● **Task requirements**
Extract from the entries below, exactly as given, only the lines from the line containing "[outline] region of red tiled roof" to the line containing "[outline] region of dry grass", both lines included.

+ + + + + + +

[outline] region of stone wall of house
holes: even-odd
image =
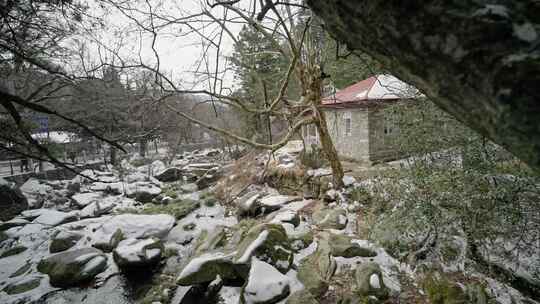
[[[334,145],[342,157],[369,162],[369,116],[367,109],[328,109],[326,112],[328,130]],[[345,132],[345,118],[351,118],[351,132]]]
[[[368,111],[369,117],[369,160],[381,162],[399,158],[396,136],[399,136],[397,122],[388,108],[374,107]]]

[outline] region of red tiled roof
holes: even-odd
[[[322,99],[323,106],[366,106],[419,96],[416,88],[392,75],[375,75]]]

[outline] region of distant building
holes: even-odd
[[[331,91],[331,90],[330,90]],[[392,75],[376,75],[323,98],[328,129],[338,154],[366,163],[399,158],[396,118],[388,105],[421,97],[419,91]],[[319,144],[314,125],[303,128],[307,146]]]

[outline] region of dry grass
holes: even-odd
[[[246,187],[257,182],[261,170],[257,161],[259,155],[260,151],[251,151],[230,166],[216,185],[215,195],[220,201],[231,202]]]

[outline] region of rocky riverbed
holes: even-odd
[[[347,176],[337,191],[311,170],[317,182],[291,191],[295,164],[291,151],[231,165],[206,150],[19,189],[2,181],[12,203],[0,222],[0,302],[536,303],[479,275],[419,280],[360,237],[354,193],[366,185]]]

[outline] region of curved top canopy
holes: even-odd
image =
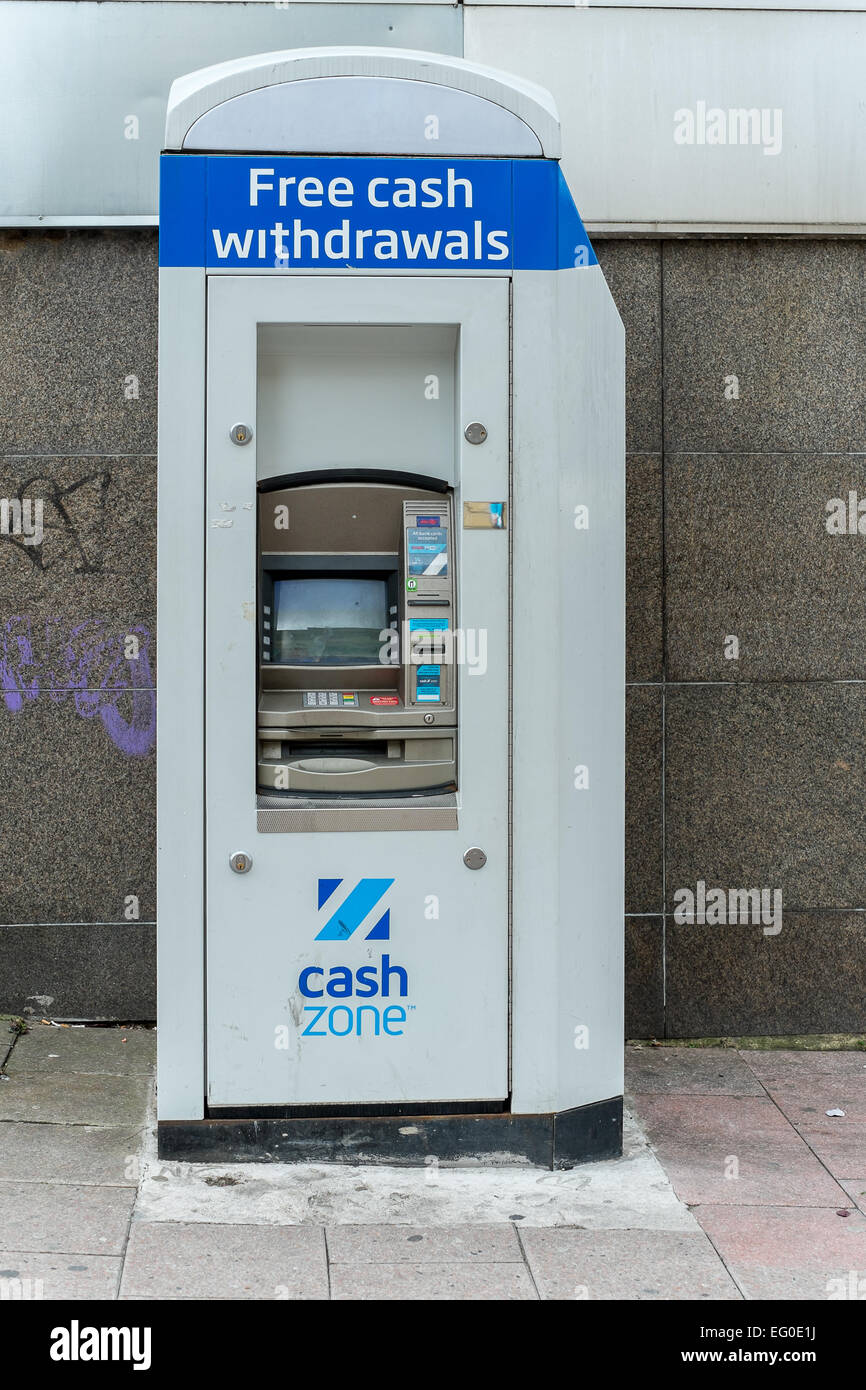
[[[294,48],[172,83],[165,148],[202,153],[559,159],[543,87],[495,68],[399,48]]]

+ + + + + + +

● **Exercise result**
[outline] region of red tiled roof
holes: even-odd
[[[322,99],[323,106],[366,106],[419,96],[416,88],[392,75],[375,75]]]

[outline] region of distant building
holes: even-odd
[[[331,91],[331,90],[330,90]],[[392,75],[376,75],[323,98],[328,129],[338,154],[366,163],[399,158],[396,118],[388,105],[421,97],[419,91]],[[319,144],[314,125],[303,128],[307,146]]]

[outline] region of dry grass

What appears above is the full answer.